(Your goal): Please state how many lines below include the word "hilltop"; the reply should be the number only.

#### Data extract ####

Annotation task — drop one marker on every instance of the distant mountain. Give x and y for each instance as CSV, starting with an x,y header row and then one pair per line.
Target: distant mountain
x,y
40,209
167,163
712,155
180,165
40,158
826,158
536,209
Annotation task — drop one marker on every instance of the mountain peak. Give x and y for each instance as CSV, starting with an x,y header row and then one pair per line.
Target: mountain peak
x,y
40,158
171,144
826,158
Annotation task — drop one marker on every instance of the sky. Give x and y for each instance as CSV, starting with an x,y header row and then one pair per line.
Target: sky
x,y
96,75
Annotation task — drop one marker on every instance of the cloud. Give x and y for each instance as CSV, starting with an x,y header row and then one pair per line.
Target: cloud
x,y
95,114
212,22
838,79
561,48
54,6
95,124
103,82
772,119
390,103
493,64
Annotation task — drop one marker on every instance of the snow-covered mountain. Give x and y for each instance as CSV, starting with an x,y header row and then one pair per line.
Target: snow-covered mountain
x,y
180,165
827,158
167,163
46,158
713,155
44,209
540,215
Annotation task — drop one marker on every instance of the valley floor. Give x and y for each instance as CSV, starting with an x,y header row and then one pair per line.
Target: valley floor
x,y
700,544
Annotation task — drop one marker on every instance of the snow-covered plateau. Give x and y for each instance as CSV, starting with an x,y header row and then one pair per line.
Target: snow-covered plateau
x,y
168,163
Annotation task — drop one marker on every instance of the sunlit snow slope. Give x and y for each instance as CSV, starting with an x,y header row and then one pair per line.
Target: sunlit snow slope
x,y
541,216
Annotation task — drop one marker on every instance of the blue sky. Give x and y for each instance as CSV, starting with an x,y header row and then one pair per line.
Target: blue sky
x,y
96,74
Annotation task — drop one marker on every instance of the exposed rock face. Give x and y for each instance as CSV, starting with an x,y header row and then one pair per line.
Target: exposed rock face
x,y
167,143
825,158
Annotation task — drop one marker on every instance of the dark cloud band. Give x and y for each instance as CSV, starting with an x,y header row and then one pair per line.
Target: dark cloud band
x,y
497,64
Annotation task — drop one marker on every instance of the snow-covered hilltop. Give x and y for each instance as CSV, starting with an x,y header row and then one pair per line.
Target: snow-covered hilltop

####

(Exercise output): 2